* _What you are asked to do_
When the material ends, stop; until then, set down every line exactly.
#### Dataset excerpts ####
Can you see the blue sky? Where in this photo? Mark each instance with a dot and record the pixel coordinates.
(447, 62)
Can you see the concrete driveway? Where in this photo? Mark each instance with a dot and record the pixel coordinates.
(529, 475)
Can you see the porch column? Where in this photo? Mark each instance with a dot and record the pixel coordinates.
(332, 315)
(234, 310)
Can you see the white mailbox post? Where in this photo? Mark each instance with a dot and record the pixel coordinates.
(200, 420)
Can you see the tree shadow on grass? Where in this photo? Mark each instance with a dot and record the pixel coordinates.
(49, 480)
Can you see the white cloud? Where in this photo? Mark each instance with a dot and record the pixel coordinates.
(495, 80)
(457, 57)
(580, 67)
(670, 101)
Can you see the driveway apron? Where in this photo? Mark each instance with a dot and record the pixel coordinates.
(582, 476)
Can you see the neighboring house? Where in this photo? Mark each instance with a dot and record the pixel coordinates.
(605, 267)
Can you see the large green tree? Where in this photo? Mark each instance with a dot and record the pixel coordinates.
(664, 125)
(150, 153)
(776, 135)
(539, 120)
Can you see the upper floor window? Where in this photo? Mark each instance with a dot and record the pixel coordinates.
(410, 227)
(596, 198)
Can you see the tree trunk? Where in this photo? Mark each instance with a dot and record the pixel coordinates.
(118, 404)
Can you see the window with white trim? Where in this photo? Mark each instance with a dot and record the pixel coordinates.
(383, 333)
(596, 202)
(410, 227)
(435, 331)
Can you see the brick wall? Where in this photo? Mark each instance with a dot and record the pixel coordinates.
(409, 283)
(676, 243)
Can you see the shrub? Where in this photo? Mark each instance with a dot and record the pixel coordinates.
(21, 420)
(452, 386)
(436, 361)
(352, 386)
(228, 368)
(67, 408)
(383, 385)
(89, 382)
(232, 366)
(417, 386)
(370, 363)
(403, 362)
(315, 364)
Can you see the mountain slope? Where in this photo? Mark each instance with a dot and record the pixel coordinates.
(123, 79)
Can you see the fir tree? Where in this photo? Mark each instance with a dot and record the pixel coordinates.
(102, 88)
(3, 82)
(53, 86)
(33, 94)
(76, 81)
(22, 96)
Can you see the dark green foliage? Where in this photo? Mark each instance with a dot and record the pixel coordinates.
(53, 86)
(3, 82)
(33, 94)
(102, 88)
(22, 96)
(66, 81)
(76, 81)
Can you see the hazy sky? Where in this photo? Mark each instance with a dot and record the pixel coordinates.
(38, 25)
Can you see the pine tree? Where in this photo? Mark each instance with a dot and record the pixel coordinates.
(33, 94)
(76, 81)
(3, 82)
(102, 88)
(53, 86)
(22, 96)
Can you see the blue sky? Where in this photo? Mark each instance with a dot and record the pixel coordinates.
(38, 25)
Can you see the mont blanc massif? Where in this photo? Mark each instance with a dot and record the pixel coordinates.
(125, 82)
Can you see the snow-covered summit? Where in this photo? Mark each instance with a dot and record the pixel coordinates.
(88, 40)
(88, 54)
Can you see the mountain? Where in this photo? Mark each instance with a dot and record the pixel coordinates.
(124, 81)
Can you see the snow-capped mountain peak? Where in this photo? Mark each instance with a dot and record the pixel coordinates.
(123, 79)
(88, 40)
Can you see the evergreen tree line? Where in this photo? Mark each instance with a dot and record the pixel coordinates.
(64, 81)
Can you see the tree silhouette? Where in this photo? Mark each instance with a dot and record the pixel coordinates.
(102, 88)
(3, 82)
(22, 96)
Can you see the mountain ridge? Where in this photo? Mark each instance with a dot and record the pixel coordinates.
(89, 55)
####
* _Answer for the task_
Can you see the blue sky? Where in this photo? Mark each instance with a dot and record the pixel coordinates.
(447, 62)
Can you see the concrete driveway? Where in this photo? Mark each instance with a dot and record the pixel coordinates.
(529, 475)
Can you see the porch column? Where in this photo? Mark each instance with a dot and record the pixel coordinates.
(332, 315)
(234, 310)
Can you see the white mailbox post? Where in this photo? Mark each instance with a dot and record the pixel coordinates.
(200, 420)
Can you see the tree shadow on grass? Where in this photo? Mark each instance with a dot and record the pixel coordinates.
(49, 480)
Can you see the white cloud? Where in this photo? Mark each instance with a dot and record the pixel coordinates.
(495, 80)
(457, 57)
(580, 67)
(670, 101)
Can you see the driveway apron? Where in this photo? Mark each instance with a dot and record the pixel coordinates.
(582, 476)
Can you see the neighboring house? Where in this photo? Mark each instance with a dot and record the pixel coordinates.
(605, 267)
Can you see the large green tree? Where in this photo? Mark each instance with a dot and record the pixel coordinates.
(664, 125)
(150, 153)
(776, 135)
(539, 120)
Can you see the upper floor window? Where in this photo? Mark each instance with a dot and record the pixel coordinates.
(410, 227)
(596, 198)
Can you see the tree trunk? Where in this photo? Mark each instance with a dot and record the pixel coordinates.
(118, 404)
Can you see the window with white trim? Where in this photo? Mark each instance with a dot and record the pixel coordinates.
(383, 333)
(596, 202)
(410, 227)
(435, 331)
Can you see the brick wall? Where in this photo? Mark each instance with a dot and record the pixel coordinates.
(409, 283)
(676, 243)
Can you see the shrub? Where in this photo? Mark each instance with a dot and record the pixel coordinates.
(21, 420)
(452, 386)
(436, 361)
(352, 386)
(228, 368)
(67, 408)
(383, 385)
(89, 382)
(232, 366)
(417, 386)
(370, 363)
(403, 362)
(315, 364)
Can you see the mountain slope? Where in this photo? Mark each instance with a dot and record the pixel coordinates.
(123, 79)
Can you see the fir tree? Where in this photo? Mark each instance with a dot and record the pixel coordinates.
(102, 88)
(3, 82)
(53, 86)
(33, 94)
(76, 81)
(22, 96)
Can you see the dark green foliage? Where in this photo? Mark each instance with a dot and record the pixel coordinates.
(53, 86)
(3, 82)
(33, 94)
(102, 88)
(22, 96)
(66, 81)
(76, 81)
Can you see the hazy sky? Where in this photo? Mark each instance with a dot and record the pixel coordinates.
(38, 25)
Can you see the pine tree? Where in this photo? Mark each instance with a dot and record the pixel coordinates.
(33, 94)
(76, 81)
(3, 82)
(102, 88)
(53, 86)
(22, 96)
Can you see the blue sky? Where in this photo? Mark each instance with a dot and record the pixel coordinates.
(38, 25)
Can you see the mont blanc massif? Where in this photo? Mark each instance with a dot and record the pixel coordinates.
(125, 82)
Can you see the snow-covered summit? Where in this photo? Mark each instance with a dot and record the pixel coordinates.
(88, 40)
(88, 54)
Can you see the mountain? Where in this photo? Mark each instance with a dot and record the pixel coordinates.
(124, 81)
Can you see the snow-capped mountain peak? Where in this photo? Mark each instance with a dot and record the pixel coordinates.
(123, 79)
(88, 40)
Can you see the evergreen tree line? Where in this photo? Mark each instance with a dot and record the pixel coordinates.
(64, 81)
Can you see the tree silhouette? Where in this photo? Mark each instance with a dot and record the pixel coordinates.
(102, 88)
(3, 82)
(22, 96)
Can you see the mountain ridge? Where in this photo? Mark each instance with a dot and record the pixel coordinates.
(89, 55)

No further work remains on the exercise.